▶ Problem details
The answer must be an exact printing of every record below, with the pictures omitted.

▶ Entries provided
***

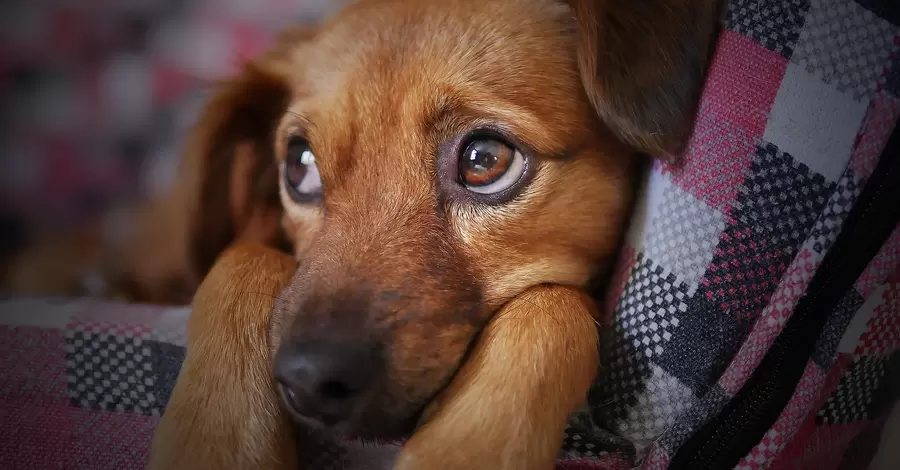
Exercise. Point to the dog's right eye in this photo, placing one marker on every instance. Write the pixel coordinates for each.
(300, 173)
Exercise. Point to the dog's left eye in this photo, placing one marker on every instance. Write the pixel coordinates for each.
(301, 175)
(489, 166)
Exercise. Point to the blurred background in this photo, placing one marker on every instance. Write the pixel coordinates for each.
(96, 97)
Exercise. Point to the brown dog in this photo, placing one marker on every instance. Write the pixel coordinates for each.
(452, 175)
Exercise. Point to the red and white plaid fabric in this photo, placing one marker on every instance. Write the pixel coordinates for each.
(799, 103)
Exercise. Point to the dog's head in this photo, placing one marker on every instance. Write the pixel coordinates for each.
(433, 160)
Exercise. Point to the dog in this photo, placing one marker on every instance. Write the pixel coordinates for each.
(450, 177)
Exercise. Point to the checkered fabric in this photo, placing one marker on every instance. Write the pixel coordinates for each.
(798, 105)
(96, 97)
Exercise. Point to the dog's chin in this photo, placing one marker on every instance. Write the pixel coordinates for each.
(353, 430)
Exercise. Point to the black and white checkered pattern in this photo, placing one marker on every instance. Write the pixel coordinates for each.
(852, 399)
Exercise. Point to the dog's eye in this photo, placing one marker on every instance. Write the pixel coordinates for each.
(488, 166)
(301, 175)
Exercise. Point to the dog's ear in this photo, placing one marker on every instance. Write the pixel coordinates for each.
(230, 180)
(642, 63)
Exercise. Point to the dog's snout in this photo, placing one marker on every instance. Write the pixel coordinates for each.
(324, 381)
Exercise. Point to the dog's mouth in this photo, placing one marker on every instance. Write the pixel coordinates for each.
(363, 424)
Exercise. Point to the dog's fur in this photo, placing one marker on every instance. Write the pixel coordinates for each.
(479, 307)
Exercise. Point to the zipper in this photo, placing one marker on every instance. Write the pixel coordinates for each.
(732, 434)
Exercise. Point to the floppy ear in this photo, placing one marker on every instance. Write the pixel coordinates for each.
(642, 63)
(230, 180)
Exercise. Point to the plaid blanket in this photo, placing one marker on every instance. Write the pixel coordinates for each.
(801, 99)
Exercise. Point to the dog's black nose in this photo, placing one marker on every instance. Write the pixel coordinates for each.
(324, 380)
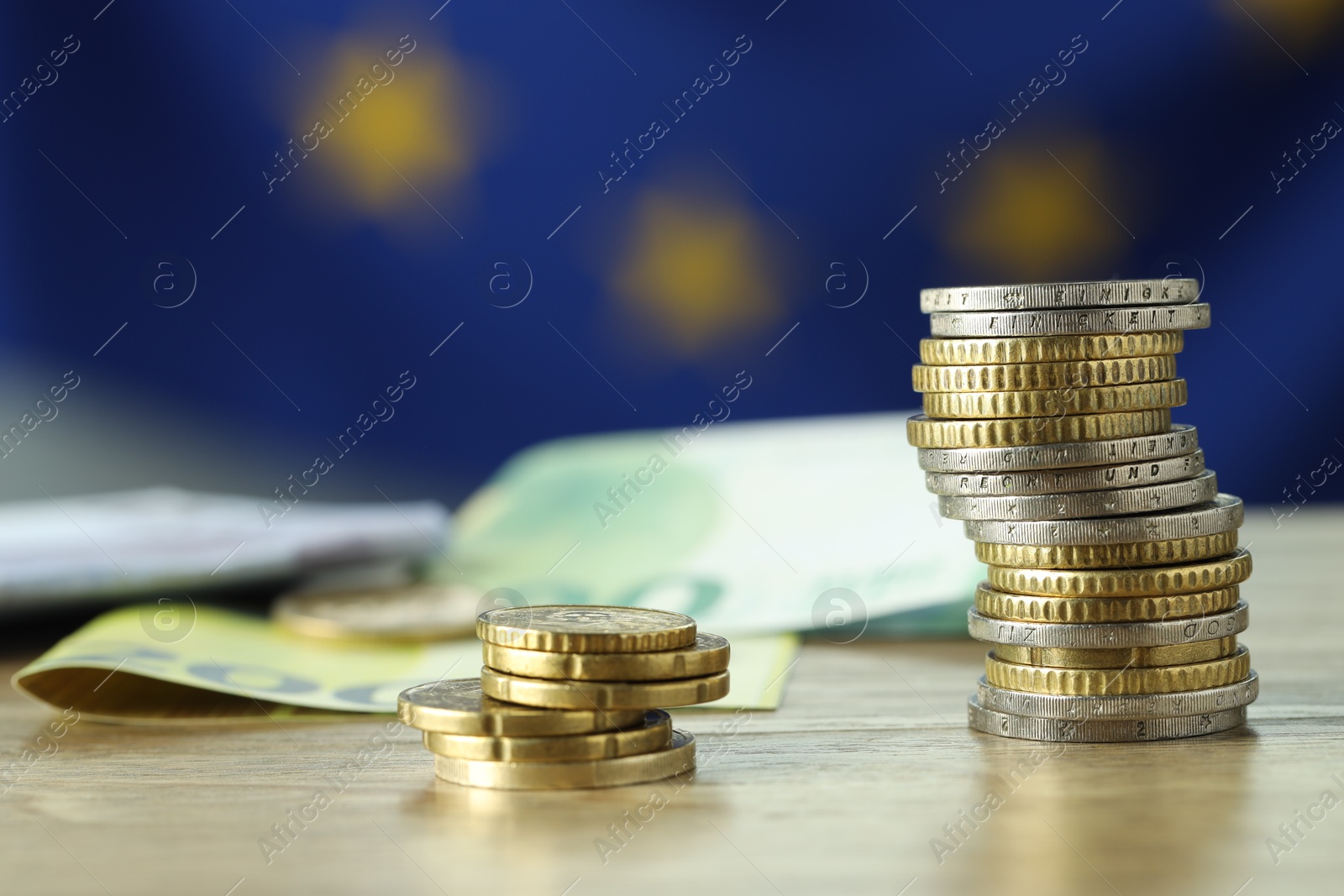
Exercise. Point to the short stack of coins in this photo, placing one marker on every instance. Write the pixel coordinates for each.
(1113, 597)
(569, 699)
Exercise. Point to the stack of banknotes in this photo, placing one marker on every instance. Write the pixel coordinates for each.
(1113, 597)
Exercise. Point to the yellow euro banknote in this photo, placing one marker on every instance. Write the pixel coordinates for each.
(217, 665)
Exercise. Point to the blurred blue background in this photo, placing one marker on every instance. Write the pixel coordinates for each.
(470, 191)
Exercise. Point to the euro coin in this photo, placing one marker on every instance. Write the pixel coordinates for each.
(654, 734)
(602, 694)
(457, 707)
(1073, 506)
(1109, 637)
(586, 629)
(1043, 349)
(1095, 557)
(1149, 705)
(1178, 291)
(1003, 378)
(1173, 654)
(1074, 322)
(1175, 441)
(1193, 676)
(1100, 730)
(707, 656)
(676, 759)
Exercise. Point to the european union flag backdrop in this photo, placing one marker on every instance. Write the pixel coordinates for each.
(234, 224)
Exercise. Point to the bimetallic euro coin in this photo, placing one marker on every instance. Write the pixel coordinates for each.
(586, 629)
(707, 656)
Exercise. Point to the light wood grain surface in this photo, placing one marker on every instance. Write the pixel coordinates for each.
(839, 792)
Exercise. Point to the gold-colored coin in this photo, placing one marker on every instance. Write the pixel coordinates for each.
(1095, 399)
(1038, 349)
(586, 629)
(602, 694)
(402, 613)
(1011, 432)
(457, 707)
(709, 654)
(676, 759)
(1186, 578)
(654, 734)
(1097, 557)
(1021, 607)
(1194, 676)
(1169, 654)
(1010, 378)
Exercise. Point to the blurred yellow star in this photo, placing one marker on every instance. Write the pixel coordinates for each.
(696, 271)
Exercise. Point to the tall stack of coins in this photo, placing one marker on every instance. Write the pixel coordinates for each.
(1112, 600)
(568, 696)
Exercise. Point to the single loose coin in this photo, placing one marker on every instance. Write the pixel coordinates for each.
(1100, 730)
(1057, 402)
(1054, 322)
(1184, 578)
(709, 654)
(1095, 557)
(1153, 705)
(655, 732)
(604, 694)
(1179, 439)
(457, 707)
(1194, 676)
(1178, 291)
(1139, 499)
(586, 629)
(1126, 634)
(1173, 654)
(676, 759)
(1221, 515)
(927, 432)
(1084, 479)
(1001, 378)
(1025, 607)
(1038, 349)
(403, 613)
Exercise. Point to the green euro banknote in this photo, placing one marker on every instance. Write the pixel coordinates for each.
(217, 665)
(783, 526)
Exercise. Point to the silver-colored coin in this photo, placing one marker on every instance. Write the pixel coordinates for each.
(1126, 634)
(1101, 730)
(1072, 322)
(1147, 705)
(1085, 479)
(1221, 515)
(1182, 439)
(1077, 295)
(1140, 499)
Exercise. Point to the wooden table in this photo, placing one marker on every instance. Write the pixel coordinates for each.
(840, 792)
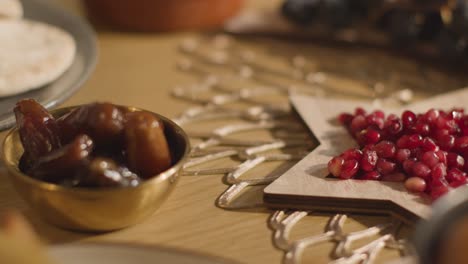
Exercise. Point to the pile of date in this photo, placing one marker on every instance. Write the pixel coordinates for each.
(94, 145)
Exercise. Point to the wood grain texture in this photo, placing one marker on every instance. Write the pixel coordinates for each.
(306, 185)
(139, 69)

***

▶ Expected answer
Exercise. Point to the dog's right eye in this photo, placing one marker on every instance. Write the pixel coordinates for each.
(300, 173)
Exercise. Point to the dog's left eye in this photo, placing one marker on every instance. Write the pixel coordinates for each.
(301, 175)
(489, 166)
Exercise. Point to the blurred background in this photo, placing one marker on every instance. Write the pixel coordinates for each.
(96, 97)
Exercise. Point to the brown dog in this photo, placing one marker on every instance. Write the pixel coordinates for each.
(452, 175)
Exercise. Point to the red and white plaid fabric in this photo, placing one marker on every instance. Write the pixel coordinates for each.
(799, 103)
Exercise. Point to the dog's head in this photo, placing one marker on every instance. Write the pixel coordinates for each.
(433, 160)
Exercise. Point to the dog in this photo, placing one marker on every instance. Write the pixel coordinates for each.
(450, 177)
Exercise. Point to the checkered fabric in this photo, placing one marker on every instance. Write the pixel coordinates for each.
(798, 105)
(96, 97)
Exercise. Point to the dog's chin in this photo, placing one marker on every instance. Write the pixel coordinates for each.
(353, 430)
Exercise. Point to the black and white checkered pattern in this photo, placing one marker on every instance. Write the pixel coordinates for each.
(852, 399)
Exercise. Point to the dog's eye in this photo, placing one marker on every instance. Write the pixel coordinates for each.
(488, 166)
(301, 175)
Exercise. Point to the dog's ear in this photo, placing one marker on every instance. Write the pixel coordinates for each.
(230, 180)
(642, 63)
Exercise. Point to the dog's snout in this photo, placing one marker on every instance. Write the pixel coordinates for each.
(324, 381)
Exercise. Point to the dog's mouth in this photo, placing one marker on every instance. Write the pixel coordinates for each.
(363, 424)
Exercise. Point to the dog's fur in this photo, placing one marker on every instance. Write the pixel coordinates for each.
(479, 307)
Exercise. Point to the zipper in this photo, placing one marker on every instance. Write the pixel coordinates for each.
(732, 434)
Exercise. Point to the floppy ear in this photo, placing one marker on every instance. Write the pixel coordinates for each.
(642, 63)
(230, 180)
Exercise. Point to the plaid blanket in this photo, placing one marker on every instance. Write the pixel coordinates for each.
(801, 99)
Exercise. Point to the dog's black nose in this photo, placing one marker on every instance. Write the pixel coordinates for each.
(324, 380)
Exercise. Point to the short stack of coins in this photo, placing one marker on every instance. Write the pixel coordinates for each.
(1113, 597)
(569, 699)
Exercise. Point to the stack of banknotes in this photo, placing one marker on every instance. Write the pixel coordinates for each.
(1113, 597)
Exercise. Point to the yellow euro banknote in this photo, placing one marker on every instance. Write the pixel coordinates for each.
(217, 665)
Exercise. Point to the blurred blue background in this photo, placing one marker on every instance. Write the pixel coordinates for each.
(470, 191)
Exercise. Point to the euro coin in this photo, placing one marker on every instance. Write the pixel coordinates for each.
(654, 734)
(602, 694)
(457, 707)
(1073, 506)
(1109, 637)
(586, 629)
(1043, 349)
(1095, 557)
(1149, 705)
(1178, 291)
(1003, 378)
(1173, 654)
(1074, 322)
(1175, 441)
(1193, 676)
(1100, 730)
(707, 656)
(676, 759)
Exercise. Point to the european union flag backdrop in this photo, placing one marker on every instance. Write the pixel coordinates for each.
(234, 224)
Exercise. Point to the bimetallic euro coin in this photo, placing one marker on every instance. Write the pixel coordinates for each.
(586, 629)
(707, 656)
Exercise. Point to the light wood grain surface in this photo, placing one marker on every instance. Write the pixel coordinates for each.
(839, 792)
Exercise. Point to the gold-colored coin in this photo, placing one marker on every instance. Write the pixel coordinates for each.
(1095, 399)
(1038, 349)
(586, 629)
(602, 694)
(402, 613)
(1011, 432)
(457, 707)
(709, 654)
(676, 759)
(1186, 578)
(654, 734)
(1097, 557)
(1021, 607)
(1194, 676)
(1169, 654)
(1010, 378)
Exercise. Point to the blurred yellow star in this photo, placing one marker on every instance. Write the pixel coordinates for each.
(696, 271)
Exercise. Point to the tall stack of coins in this photo, placing one marker on every instance. Write the pixel coordinates for each.
(1112, 600)
(568, 696)
Exercise. Point to the single loose coin in this photo, placing one marker on every instance. Write the pixel coordinates for each.
(1100, 730)
(1057, 402)
(1054, 322)
(1184, 578)
(709, 654)
(1095, 557)
(1153, 705)
(655, 732)
(604, 694)
(1179, 439)
(457, 707)
(1194, 676)
(1178, 291)
(1139, 499)
(586, 629)
(1126, 634)
(1173, 654)
(676, 759)
(1221, 515)
(927, 432)
(1084, 479)
(1001, 378)
(1025, 607)
(1038, 349)
(403, 613)
Exercise. Point to the green euro banknote in this photo, placing one marker on every instance. Write the pixel coordinates for each.
(217, 665)
(783, 526)
Exercise. Point to the silver-colored coin in this photo, placing one marker on every instance. Write the pixel coordinates for each.
(1126, 634)
(1101, 730)
(1072, 322)
(1147, 705)
(1085, 479)
(1221, 515)
(1182, 439)
(1077, 295)
(1140, 499)
Exercise. Point to the wooden table in this photo, placing one marker on every instance. Write the pixel coordinates for each.
(840, 792)
Exercise. Point to the pile of date in this photo, placing one marker on every instance. Write the pixel coordinates for each.
(94, 145)
Exercise. Point to the wood grain texture in this photo, placing one marker on every instance. Write the pixel coordinates for each.
(306, 185)
(139, 69)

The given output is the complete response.